## TEXT EXTRACT
--- Begin ---

# Importing house hold items



## cedricp (Apr 30, 2012)

Hi there, we are from Europe, working for an international Institution. We bought a plot in Western Cape a couple of years ago we are building our house this year as we will be retiring there in 2015. We will only apply for retiring visa few months before retirement. We wanted to send our household items from France to get the house ready for when we will be coming during holidays next year. We have been told that we have to pay taxes on our items (mostly furniture) as we do not have yet temporary residency. Any advise how best to proceed ?thanks


----------



## Johanna (Apr 13, 2009)

--- End ---

## SUPPLIED ENTRIES

--- Begin ---

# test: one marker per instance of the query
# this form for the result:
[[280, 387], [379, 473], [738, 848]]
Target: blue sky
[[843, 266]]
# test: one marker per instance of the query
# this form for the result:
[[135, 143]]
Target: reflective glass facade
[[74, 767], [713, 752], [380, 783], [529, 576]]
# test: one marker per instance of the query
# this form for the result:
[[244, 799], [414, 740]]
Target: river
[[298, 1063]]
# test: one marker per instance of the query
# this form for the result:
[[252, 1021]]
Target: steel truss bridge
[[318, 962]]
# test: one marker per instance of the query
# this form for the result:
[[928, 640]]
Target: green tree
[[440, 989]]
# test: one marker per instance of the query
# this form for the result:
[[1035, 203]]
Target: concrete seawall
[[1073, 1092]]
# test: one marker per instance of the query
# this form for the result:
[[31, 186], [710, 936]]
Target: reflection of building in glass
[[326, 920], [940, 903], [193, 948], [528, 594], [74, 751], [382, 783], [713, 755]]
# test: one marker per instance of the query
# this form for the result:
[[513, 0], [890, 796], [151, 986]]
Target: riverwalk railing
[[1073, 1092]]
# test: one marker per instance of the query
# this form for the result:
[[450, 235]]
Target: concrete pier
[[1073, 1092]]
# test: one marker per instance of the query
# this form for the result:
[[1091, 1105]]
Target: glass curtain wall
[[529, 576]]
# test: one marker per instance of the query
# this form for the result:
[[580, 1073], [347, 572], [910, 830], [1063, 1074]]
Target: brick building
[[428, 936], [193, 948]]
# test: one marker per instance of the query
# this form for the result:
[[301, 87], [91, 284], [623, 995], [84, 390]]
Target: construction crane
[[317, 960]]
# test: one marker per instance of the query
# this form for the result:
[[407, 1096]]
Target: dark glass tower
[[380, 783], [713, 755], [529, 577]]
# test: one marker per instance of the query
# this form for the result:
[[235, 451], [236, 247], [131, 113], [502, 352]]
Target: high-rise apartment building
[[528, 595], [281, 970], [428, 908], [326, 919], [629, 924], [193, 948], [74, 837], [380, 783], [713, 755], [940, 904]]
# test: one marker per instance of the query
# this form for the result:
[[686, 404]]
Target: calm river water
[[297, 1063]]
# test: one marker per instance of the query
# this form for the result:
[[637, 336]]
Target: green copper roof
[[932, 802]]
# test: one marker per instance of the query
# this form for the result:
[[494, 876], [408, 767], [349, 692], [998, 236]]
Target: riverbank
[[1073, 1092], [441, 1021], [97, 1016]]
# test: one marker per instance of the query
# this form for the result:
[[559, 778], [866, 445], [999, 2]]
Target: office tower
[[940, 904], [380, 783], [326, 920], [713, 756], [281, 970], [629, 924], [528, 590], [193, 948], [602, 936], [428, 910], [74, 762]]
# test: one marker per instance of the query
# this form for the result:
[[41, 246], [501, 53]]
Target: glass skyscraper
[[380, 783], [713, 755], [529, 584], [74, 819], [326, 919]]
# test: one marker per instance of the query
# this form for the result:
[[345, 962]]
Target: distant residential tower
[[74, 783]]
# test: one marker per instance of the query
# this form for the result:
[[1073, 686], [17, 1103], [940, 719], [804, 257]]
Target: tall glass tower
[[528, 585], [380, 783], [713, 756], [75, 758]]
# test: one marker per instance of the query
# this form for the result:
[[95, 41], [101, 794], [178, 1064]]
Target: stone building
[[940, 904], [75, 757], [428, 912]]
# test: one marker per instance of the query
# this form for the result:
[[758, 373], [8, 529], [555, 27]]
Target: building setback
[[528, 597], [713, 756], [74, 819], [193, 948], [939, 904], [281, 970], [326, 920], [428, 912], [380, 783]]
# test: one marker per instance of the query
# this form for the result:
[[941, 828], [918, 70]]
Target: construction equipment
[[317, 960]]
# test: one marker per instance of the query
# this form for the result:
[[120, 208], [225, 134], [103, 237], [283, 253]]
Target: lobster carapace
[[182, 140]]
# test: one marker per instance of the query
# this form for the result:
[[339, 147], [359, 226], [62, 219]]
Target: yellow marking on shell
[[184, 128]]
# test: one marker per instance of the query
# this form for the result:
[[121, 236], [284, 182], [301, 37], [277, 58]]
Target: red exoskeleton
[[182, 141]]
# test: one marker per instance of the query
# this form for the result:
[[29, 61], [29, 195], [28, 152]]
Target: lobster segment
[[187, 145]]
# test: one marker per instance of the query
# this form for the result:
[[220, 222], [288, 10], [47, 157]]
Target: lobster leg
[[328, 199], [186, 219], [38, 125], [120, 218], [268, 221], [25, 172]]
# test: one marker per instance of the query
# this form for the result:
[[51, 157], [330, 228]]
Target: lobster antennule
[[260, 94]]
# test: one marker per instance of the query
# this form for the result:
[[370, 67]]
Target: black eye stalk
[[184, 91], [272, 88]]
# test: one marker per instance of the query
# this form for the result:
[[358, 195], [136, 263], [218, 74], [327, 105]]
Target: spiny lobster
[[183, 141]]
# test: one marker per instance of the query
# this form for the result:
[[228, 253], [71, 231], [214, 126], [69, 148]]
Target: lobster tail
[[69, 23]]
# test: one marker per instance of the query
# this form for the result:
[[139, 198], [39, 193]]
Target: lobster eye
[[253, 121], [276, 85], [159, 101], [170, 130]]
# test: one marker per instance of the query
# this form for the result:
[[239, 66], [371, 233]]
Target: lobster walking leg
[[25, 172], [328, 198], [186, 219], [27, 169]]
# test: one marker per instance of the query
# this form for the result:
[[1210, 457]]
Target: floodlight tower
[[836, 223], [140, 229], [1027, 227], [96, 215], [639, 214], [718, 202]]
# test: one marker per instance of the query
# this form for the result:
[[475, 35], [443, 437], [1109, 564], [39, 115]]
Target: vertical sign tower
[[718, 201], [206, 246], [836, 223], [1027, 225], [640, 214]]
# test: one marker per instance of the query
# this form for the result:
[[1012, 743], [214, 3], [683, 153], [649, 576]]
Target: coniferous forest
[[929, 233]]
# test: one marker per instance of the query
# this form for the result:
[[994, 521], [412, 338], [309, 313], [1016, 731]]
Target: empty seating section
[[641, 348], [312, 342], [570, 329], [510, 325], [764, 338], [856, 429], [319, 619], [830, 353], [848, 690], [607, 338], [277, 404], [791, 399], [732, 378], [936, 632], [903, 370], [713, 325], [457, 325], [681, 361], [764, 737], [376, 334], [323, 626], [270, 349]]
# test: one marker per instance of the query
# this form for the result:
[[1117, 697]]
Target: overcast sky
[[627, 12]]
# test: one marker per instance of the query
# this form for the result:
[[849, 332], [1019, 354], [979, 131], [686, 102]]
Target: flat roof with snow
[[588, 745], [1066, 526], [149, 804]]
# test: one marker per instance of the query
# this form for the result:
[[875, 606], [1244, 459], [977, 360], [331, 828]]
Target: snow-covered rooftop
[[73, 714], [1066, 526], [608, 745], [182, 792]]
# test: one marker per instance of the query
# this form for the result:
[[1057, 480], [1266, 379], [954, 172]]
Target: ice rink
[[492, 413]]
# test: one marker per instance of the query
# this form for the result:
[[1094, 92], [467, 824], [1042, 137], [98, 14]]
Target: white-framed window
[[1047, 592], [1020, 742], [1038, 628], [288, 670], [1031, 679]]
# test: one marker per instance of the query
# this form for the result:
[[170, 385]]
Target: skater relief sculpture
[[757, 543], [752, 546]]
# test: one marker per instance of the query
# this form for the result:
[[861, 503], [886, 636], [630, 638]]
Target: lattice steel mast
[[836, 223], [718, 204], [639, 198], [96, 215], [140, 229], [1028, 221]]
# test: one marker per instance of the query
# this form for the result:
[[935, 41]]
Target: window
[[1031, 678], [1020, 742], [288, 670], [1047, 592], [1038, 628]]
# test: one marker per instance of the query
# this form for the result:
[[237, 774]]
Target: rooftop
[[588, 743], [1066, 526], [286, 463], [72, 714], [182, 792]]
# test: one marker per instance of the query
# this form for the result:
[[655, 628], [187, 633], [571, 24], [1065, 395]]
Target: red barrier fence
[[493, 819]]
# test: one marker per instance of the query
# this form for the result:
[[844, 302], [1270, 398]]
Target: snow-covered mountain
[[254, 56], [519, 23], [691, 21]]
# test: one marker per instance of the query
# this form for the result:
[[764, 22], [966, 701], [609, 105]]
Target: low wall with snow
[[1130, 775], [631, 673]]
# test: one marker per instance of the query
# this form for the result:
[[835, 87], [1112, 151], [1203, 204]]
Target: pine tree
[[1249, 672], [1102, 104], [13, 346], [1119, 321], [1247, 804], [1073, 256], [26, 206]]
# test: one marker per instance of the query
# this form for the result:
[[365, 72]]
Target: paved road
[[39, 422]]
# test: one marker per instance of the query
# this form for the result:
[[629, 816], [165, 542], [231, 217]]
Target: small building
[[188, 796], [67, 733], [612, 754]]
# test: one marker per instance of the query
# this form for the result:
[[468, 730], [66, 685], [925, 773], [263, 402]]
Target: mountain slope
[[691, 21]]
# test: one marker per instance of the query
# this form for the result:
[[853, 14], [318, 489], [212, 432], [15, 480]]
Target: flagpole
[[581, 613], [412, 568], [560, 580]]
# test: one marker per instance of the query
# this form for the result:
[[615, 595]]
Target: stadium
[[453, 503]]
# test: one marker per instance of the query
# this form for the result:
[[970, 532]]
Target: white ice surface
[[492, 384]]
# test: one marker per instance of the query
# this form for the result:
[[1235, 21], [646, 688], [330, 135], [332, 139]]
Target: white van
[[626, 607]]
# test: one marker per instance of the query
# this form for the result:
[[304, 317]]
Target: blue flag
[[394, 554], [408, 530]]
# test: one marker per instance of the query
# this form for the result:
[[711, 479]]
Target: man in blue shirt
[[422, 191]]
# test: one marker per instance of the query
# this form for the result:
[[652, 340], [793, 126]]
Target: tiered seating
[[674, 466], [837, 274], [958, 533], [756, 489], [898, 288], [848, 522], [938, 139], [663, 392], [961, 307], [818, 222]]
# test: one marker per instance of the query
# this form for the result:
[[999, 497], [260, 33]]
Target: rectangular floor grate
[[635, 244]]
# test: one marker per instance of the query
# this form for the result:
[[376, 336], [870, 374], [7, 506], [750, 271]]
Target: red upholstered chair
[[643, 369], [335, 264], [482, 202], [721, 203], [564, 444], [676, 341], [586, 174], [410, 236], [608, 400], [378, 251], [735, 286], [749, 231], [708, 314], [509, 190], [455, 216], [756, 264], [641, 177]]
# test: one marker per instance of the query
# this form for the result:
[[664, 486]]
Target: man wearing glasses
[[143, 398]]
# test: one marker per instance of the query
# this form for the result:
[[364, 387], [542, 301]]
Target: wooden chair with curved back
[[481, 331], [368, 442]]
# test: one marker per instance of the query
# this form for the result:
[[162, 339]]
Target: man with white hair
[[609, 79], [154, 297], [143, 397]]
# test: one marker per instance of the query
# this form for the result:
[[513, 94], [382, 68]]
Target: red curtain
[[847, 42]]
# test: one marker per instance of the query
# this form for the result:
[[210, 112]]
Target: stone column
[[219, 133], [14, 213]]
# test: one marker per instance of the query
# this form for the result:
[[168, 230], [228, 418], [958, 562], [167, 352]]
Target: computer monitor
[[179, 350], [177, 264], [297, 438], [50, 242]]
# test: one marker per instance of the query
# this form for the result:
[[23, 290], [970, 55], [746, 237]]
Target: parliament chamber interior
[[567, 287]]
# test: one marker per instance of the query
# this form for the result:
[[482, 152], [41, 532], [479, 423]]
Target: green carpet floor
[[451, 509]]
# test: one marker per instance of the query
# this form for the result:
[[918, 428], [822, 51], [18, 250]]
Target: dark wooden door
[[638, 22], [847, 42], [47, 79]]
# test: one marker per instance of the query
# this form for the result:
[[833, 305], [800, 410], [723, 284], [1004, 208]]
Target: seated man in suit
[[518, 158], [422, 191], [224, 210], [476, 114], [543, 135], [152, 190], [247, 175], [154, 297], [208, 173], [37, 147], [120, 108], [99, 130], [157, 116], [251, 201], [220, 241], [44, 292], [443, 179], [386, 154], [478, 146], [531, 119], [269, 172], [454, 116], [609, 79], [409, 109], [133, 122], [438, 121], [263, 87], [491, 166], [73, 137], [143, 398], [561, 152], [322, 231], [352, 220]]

--- End ---

## TASK BRIEF
Carry on the forum thread about importing household items from the point where it stops.

## EXERCISE ANSWER
cedricp said:


> Hi there, we are from Europe, working for an international Institution. We bought a plot in Western Cape a couple of years ago we are building our house this year as we will be retiring there in 2015. We will only apply for retiring visa few months before retirement. We wanted to send our household items from France to get the house ready for when we will be coming during holidays next year. We have been told that we have to pay taxes on our items (mostly furniture) as we do not have yet temporary residency. Any advise how best to proceed ?thanks



Not necessarily. Unless everything is brand new and still in the box, quiestions may be asked, we brought a brand new TV and dvd recorder back from the UK, no questions asked.

Customs did not even look at our container, the only thing that bothered them was the car we took from SA to the UK and brought back to SA!

Yip, still driving the same car, hardly ever used one of our cars in the UK, so we now have a "new" old car!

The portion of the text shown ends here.